- Records:
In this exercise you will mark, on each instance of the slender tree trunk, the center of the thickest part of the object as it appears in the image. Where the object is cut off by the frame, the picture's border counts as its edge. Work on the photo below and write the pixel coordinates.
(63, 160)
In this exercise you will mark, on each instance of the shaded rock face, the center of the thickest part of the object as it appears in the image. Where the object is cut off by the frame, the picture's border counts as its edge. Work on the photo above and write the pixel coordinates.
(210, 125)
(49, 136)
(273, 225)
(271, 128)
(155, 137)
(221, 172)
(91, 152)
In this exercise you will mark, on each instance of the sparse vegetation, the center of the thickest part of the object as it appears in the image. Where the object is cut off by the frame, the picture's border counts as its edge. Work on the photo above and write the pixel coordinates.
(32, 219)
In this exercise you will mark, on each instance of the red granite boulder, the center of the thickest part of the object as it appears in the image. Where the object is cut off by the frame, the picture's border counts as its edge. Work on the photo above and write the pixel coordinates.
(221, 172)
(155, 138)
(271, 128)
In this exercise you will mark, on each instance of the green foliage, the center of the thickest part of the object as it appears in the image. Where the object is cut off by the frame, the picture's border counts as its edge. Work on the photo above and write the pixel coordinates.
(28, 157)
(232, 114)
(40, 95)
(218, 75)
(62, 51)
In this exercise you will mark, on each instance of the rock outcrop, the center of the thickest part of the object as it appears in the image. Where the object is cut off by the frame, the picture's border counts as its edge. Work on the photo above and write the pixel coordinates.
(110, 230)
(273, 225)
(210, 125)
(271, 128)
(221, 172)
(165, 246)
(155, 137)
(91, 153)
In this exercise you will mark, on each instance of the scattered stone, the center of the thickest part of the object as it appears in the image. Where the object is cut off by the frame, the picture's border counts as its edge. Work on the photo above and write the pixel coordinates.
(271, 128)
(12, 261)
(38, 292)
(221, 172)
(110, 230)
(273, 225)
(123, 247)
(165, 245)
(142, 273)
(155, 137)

- Exercise requirements: Please repeat the data above word for word, from the line containing "of the green" down through the last line of the data, including both of those lines.

- Response to this task:
In this exercise you will mark, on each instance of the green foliage, the center of the thickest part of the object as it appears in the image. Where the object is cut off by the frame, the picture's border counts as its edge. Work on the photo above and write the pixel coordinates.
(28, 157)
(232, 114)
(40, 95)
(218, 75)
(62, 51)
In this exercise you will mark, on each instance of the rock outcrop, the center of the thickest part of the object as it appears in the image. Where the object is cut off by the frame, the picture's border counts as its edge. Work on the photo above and write the pixel coordinates.
(110, 230)
(273, 225)
(210, 125)
(271, 128)
(221, 172)
(165, 246)
(155, 137)
(91, 153)
In this exercise you will mark, on each instance of the scattered stone, the center of the thickest part of the object as it appears in the image. Where the object is cut off by the frame, the picture's border counts as its edge. Work on the photo above and write the pixel coordinates.
(271, 128)
(12, 261)
(38, 292)
(221, 172)
(110, 230)
(273, 225)
(123, 247)
(165, 245)
(142, 273)
(155, 137)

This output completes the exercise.